* Directive 1 *
Answer these questions about the blog posts:
(a) Which law does Mr. Astorino propose to eliminate as one example of costly construction regulation?
(b) By about what percentage does the Wicks Law probably increase public construction costs?
(c) What do Cuomo's machinations remind the writer of?

#### Text section

Tuesday, August 19, 2014

Rob Astorino's Jobs Plan Is a Home Run

I suspect that fewer than one in one thousand New Yorkers can guess as to how Rob Astorino and Andrew Cuomo might differ with respect to their economic policies, so in releasing his economic plan Mr. Astorino likely aims for long-term legitimacy rather than a quick uptick in the polls.  Given Governor Cuomo's bumbling ineffectiveness, Mr. Astorino's long-term thinking is admirable.  New York's economy will perform better with a competent governor.  

Mr. Astorino proposes to reduce regulation, reduce taxes, build infrastructure, offer tax credits for technology start-ups, and eliminate the chief job-killing regulation in New York: the fracking ban. Mr. Astorino would reduce incorporation-and-partnership fees, reduce utility taxes, and relieve mandate requirements.

Mr. Astorino points out that construction costs in New York are needlessly high because of a long history of crony-motivated regulation. Astorino proposes to eliminate some of them, such as the Scaffold Law. Although New York City's big construction unions favor the Scaffold Law, Crain's New York Business says that a study done by SUNY's Rockefeller Institute of Government found that the Scaffold Law increases the number of accidents and increases construction costs.  New York State's code is filled with unnecessary, cost-increasing laws like the Wicks Law, which alone probably increases public construction costs by about 15%.

Mr. Astorino also proposes to set up councils that enhance communication between high schools and employers so that job-training programs at high schools and community colleges can be better tailored to real needs.



 

Monday, August 18, 2014

Democratic Party Journalists Question Cuomo's Ethics



Cuomo's claim that the chairman of his Moreland Commission denied that Cuomo influenced him may lead to additional ethics wrinkles. The question is in part whether Cuomo influenced the chairman to lie.  The chairman said that Cuomo did not attempt to influence him when the commission discovered that Cuomo was engaging in the same kind of corruption as the other politicians whom it was investigating. If Cuomo influenced him to say this, then that opens the door to the very investigation that the denial aimed to avoid. Somehow Cuomo's machinations remind me of those Escher stairways that go up and down at the same time.

########

* Directive 2 *
Arrange the rows as a Markdown table with the columns No. and Entry, from the line containing "brown leather sofa?" through the line containing "[250,65,298,91]". Give each line a number and leave out blank lines.

#### Record list

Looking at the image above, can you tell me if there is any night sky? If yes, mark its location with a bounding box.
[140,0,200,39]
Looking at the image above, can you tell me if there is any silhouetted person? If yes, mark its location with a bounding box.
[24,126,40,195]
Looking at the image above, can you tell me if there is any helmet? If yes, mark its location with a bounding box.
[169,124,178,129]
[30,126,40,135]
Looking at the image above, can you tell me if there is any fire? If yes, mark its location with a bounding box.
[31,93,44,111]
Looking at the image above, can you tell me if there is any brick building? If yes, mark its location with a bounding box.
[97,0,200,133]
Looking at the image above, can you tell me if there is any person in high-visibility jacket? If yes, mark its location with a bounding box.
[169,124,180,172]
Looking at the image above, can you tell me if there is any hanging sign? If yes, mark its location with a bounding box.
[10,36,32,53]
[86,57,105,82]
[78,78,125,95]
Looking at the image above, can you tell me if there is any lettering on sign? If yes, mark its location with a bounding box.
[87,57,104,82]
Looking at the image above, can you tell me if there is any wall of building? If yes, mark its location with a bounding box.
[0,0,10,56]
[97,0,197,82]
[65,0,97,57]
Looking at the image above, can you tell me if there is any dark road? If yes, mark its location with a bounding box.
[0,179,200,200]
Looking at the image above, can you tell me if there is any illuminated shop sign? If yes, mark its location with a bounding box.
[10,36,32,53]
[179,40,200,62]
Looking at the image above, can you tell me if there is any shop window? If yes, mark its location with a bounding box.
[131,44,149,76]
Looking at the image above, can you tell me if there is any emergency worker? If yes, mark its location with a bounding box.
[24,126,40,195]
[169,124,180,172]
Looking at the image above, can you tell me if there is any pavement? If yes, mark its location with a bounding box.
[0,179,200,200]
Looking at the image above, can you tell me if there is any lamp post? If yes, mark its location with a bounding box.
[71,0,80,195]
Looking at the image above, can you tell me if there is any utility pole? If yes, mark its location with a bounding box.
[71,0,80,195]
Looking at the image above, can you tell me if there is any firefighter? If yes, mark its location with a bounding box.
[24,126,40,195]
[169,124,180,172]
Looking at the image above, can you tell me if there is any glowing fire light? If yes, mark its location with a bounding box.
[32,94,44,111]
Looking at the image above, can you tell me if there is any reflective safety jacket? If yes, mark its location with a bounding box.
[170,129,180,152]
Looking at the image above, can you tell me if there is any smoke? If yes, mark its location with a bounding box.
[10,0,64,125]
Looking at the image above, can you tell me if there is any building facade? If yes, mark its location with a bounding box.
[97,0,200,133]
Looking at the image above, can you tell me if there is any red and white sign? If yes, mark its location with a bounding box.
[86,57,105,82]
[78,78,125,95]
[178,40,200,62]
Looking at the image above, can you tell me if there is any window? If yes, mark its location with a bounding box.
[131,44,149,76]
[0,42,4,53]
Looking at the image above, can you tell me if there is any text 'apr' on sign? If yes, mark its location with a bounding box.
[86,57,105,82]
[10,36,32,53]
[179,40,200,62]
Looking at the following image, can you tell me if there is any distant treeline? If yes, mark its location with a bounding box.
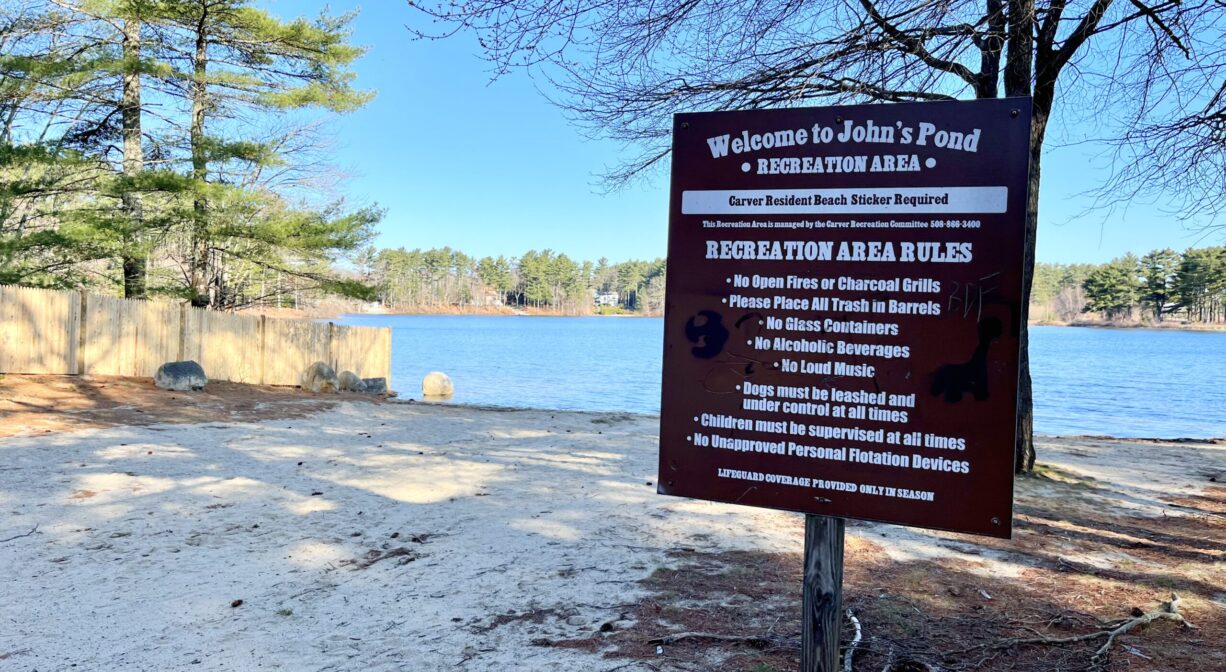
[357,248,664,315]
[1030,246,1226,324]
[354,246,1226,324]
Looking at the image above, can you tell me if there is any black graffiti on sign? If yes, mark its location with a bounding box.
[685,310,728,359]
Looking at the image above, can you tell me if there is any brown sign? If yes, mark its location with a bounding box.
[658,98,1030,537]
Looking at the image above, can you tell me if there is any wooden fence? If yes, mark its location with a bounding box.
[0,286,391,389]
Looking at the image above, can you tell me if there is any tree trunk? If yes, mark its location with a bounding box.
[120,18,146,299]
[1014,87,1054,473]
[1004,0,1034,473]
[190,5,210,307]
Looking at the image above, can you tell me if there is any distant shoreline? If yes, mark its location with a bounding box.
[1029,320,1226,332]
[250,305,1226,332]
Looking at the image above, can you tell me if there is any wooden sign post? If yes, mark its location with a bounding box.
[801,514,845,672]
[658,98,1030,672]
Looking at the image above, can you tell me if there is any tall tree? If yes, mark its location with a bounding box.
[159,0,375,305]
[1140,248,1179,321]
[409,0,1226,470]
[1084,253,1141,320]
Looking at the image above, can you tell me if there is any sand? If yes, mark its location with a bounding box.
[0,380,1226,671]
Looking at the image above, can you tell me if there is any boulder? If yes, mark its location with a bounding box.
[362,378,387,395]
[422,372,456,399]
[153,361,208,392]
[303,362,341,392]
[336,372,367,392]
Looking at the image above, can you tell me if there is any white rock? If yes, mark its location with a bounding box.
[422,372,456,397]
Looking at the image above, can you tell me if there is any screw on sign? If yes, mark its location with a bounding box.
[657,98,1030,672]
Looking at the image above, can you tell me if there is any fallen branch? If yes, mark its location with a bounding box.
[996,592,1195,670]
[647,633,792,649]
[0,524,38,543]
[843,609,863,672]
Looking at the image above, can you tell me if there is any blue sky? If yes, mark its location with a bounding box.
[264,0,1221,262]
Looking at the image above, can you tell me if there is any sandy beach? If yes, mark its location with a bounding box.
[0,376,1226,672]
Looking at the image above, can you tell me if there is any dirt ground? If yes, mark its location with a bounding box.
[0,374,380,438]
[0,376,1226,672]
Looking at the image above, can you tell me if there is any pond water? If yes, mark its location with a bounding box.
[338,315,1226,438]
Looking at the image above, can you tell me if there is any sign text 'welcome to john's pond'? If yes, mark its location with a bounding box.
[658,99,1030,536]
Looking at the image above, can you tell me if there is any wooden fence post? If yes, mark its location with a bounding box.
[801,514,843,672]
[177,303,188,362]
[260,315,268,385]
[76,289,87,375]
[327,323,340,373]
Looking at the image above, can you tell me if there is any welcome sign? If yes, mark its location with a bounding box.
[658,99,1030,537]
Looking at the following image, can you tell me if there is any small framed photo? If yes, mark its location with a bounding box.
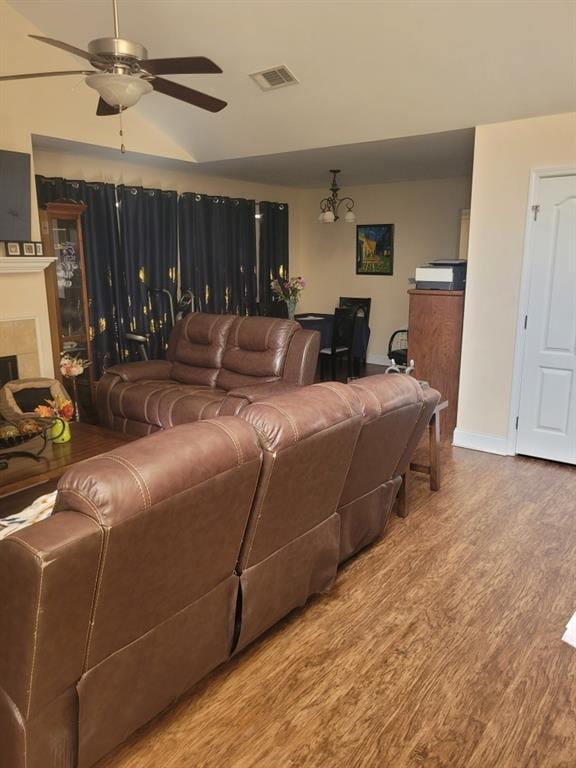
[356,224,394,275]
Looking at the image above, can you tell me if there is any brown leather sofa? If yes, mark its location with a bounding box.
[96,312,320,436]
[0,376,437,768]
[338,374,440,562]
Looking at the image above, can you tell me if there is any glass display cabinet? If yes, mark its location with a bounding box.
[39,202,94,413]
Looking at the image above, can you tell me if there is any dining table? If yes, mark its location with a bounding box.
[294,312,370,368]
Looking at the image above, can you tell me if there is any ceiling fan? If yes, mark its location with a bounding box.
[0,0,226,116]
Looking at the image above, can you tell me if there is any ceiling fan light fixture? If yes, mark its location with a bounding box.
[86,72,152,109]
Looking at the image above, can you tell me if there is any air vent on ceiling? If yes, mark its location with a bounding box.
[250,65,298,91]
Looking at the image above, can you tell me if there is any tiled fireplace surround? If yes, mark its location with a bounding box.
[0,318,40,379]
[0,253,54,378]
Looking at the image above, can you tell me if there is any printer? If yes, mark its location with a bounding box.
[414,259,468,291]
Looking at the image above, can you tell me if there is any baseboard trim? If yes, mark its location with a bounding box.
[366,355,390,365]
[452,429,511,456]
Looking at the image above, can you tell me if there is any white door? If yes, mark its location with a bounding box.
[516,175,576,464]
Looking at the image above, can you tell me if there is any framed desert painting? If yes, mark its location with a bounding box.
[356,224,394,275]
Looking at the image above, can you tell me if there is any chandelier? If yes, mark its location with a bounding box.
[318,170,356,224]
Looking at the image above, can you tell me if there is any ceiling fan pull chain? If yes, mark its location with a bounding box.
[118,107,126,155]
[112,0,120,38]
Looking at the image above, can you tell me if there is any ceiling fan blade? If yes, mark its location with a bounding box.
[96,98,120,117]
[150,77,227,112]
[28,35,92,61]
[140,56,222,75]
[0,69,96,81]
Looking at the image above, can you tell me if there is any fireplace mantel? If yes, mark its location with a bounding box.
[0,256,56,275]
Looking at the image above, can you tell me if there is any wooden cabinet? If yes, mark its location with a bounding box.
[39,198,93,410]
[408,290,464,437]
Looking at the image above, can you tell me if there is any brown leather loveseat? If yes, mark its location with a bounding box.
[96,312,320,436]
[0,375,438,768]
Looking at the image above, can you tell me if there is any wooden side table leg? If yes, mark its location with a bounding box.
[396,469,410,517]
[428,411,442,491]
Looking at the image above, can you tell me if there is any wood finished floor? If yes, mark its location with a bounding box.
[98,445,576,768]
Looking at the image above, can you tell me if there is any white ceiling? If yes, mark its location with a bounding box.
[198,128,474,187]
[5,0,576,166]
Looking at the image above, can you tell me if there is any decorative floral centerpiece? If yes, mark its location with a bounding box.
[270,277,306,320]
[60,352,90,421]
[34,395,74,443]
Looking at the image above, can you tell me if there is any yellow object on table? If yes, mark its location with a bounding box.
[48,419,72,443]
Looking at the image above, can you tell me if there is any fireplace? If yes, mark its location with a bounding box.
[0,355,18,387]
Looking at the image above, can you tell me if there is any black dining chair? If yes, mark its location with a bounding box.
[340,296,372,367]
[388,328,408,365]
[338,296,372,325]
[320,307,356,381]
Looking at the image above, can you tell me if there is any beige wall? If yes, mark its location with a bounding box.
[455,113,576,452]
[290,178,470,362]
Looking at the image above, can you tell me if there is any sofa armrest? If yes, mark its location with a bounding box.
[105,360,172,381]
[282,330,320,386]
[0,511,103,716]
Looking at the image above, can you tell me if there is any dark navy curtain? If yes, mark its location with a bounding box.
[36,176,126,378]
[258,201,289,304]
[117,186,178,359]
[179,192,256,315]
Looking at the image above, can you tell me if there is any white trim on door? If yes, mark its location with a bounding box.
[507,165,576,455]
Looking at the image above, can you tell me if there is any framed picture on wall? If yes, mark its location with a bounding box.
[356,224,394,275]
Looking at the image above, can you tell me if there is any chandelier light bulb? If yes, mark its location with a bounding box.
[86,72,152,109]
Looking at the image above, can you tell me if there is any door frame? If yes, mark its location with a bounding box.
[507,165,576,455]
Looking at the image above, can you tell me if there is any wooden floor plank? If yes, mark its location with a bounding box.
[99,445,576,768]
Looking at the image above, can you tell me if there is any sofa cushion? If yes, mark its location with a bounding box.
[217,317,300,390]
[110,381,232,429]
[156,386,227,429]
[167,312,236,387]
[109,381,186,426]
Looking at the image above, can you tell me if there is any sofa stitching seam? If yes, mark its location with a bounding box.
[84,528,110,669]
[205,420,244,466]
[257,401,300,441]
[98,454,152,510]
[246,457,276,567]
[318,383,354,416]
[26,566,44,719]
[58,488,103,524]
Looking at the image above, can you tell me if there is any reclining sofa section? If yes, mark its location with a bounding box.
[0,376,438,768]
[96,312,320,436]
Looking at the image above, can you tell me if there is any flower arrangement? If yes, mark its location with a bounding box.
[270,277,306,303]
[270,277,306,320]
[60,352,91,421]
[60,352,90,379]
[34,395,74,421]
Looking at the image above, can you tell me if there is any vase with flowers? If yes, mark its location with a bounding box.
[270,277,306,320]
[34,395,74,443]
[60,352,90,421]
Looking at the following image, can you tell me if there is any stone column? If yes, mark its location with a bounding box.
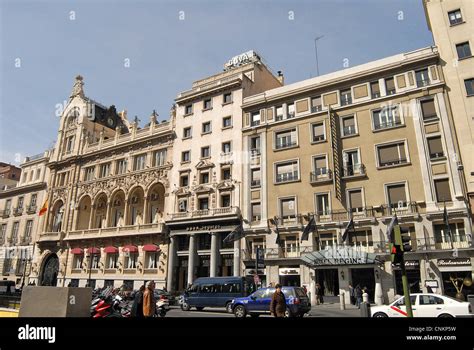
[209,232,219,277]
[188,234,196,284]
[234,239,241,276]
[166,236,176,291]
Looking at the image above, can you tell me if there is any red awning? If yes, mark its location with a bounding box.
[104,246,118,254]
[71,248,84,255]
[122,245,138,253]
[143,244,160,252]
[87,248,100,254]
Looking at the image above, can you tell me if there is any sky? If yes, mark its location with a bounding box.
[0,0,433,164]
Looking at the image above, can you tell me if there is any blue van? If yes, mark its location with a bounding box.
[181,277,256,312]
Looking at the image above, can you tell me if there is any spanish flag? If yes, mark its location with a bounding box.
[38,199,48,216]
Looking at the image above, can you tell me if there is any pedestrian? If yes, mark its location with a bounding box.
[355,284,362,309]
[349,283,355,305]
[143,281,156,317]
[130,285,145,318]
[270,284,286,317]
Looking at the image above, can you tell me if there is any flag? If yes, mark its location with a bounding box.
[342,218,355,243]
[301,215,318,242]
[38,199,48,216]
[223,224,244,243]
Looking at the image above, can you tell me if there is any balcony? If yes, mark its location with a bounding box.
[170,207,240,220]
[342,164,367,178]
[309,168,332,184]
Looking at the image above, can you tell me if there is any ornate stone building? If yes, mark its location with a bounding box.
[32,76,174,289]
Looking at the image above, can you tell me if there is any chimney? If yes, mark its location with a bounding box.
[277,70,285,85]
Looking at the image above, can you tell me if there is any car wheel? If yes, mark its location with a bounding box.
[225,301,232,314]
[234,305,247,318]
[181,301,191,311]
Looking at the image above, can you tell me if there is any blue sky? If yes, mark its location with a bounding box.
[0,0,432,163]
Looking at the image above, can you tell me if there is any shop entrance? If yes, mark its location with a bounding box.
[351,267,375,302]
[316,269,339,296]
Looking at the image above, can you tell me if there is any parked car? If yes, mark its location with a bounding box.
[370,293,474,317]
[181,277,256,312]
[232,286,311,318]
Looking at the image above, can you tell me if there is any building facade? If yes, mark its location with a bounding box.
[242,47,474,302]
[0,151,49,287]
[423,0,474,213]
[32,76,174,289]
[167,51,282,290]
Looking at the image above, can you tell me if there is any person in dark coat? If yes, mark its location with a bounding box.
[131,285,145,318]
[270,284,286,317]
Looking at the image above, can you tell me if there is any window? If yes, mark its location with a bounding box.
[198,197,209,210]
[223,92,232,104]
[311,96,323,113]
[184,104,193,115]
[456,41,471,59]
[415,69,430,87]
[85,166,95,181]
[341,89,352,106]
[179,175,189,187]
[201,146,211,158]
[183,127,192,139]
[311,122,326,142]
[464,78,474,96]
[434,179,451,202]
[280,197,296,219]
[385,78,396,95]
[372,106,402,130]
[99,163,110,178]
[203,98,212,110]
[420,99,438,120]
[153,149,166,166]
[250,168,261,187]
[250,111,260,126]
[251,203,262,221]
[276,160,299,183]
[342,116,357,136]
[370,81,380,98]
[428,136,444,159]
[202,122,211,134]
[199,173,209,184]
[387,184,407,208]
[133,154,146,170]
[287,103,295,118]
[448,9,463,26]
[222,141,232,154]
[221,194,230,208]
[316,193,329,215]
[275,128,297,149]
[222,116,232,128]
[347,190,364,211]
[376,142,407,167]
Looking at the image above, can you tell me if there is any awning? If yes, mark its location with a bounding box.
[71,248,84,255]
[87,248,100,254]
[122,245,138,253]
[104,246,118,254]
[143,244,160,252]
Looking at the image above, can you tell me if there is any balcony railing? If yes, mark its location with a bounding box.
[342,163,366,177]
[310,168,332,183]
[171,207,240,220]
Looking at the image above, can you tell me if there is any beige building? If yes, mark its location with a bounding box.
[241,47,474,302]
[167,51,282,290]
[423,0,474,210]
[32,76,174,289]
[0,151,49,287]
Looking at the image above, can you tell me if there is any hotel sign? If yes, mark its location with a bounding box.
[301,247,376,266]
[224,50,260,70]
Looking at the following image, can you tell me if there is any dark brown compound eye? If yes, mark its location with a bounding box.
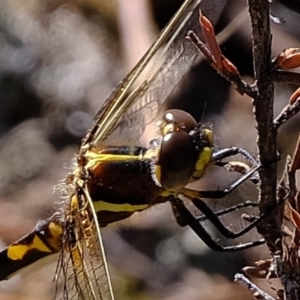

########

* Exercise response 1 *
(a) The Scaffold Law.
(b) About 15%.
(c) Escher stairways that go up and down at the same time.

* Exercise response 2 *
| No. | Entry |
|---|---|
| 1 | Looking at the image above, can you tell me if there is any brown leather sofa? If yes, mark its location with a bounding box. |
| 2 | [96,312,320,436] |
| 3 | [0,376,437,768] |
| 4 | [338,374,440,562] |
| 5 | Looking at the image above, can you tell me if there is any glass display cabinet? If yes, mark its location with a bounding box. |
| 6 | [39,202,94,413] |
| 7 | Looking at the image above, can you tell me if there is any dining table? If yes, mark its location with a bounding box. |
| 8 | [294,312,370,368] |
| 9 | Looking at the image above, can you tell me if there is any ceiling fan? If yes, mark its location with a bounding box. |
| 10 | [0,0,226,116] |
| 11 | Looking at the image above, can you tell me if there is any ceiling fan light fixture? If yes, mark its location with a bounding box. |
| 12 | [86,72,152,109] |
| 13 | Looking at the image above, can you tell me if there is any air vent on ceiling? If yes, mark its location with a bounding box. |
| 14 | [250,65,298,91] |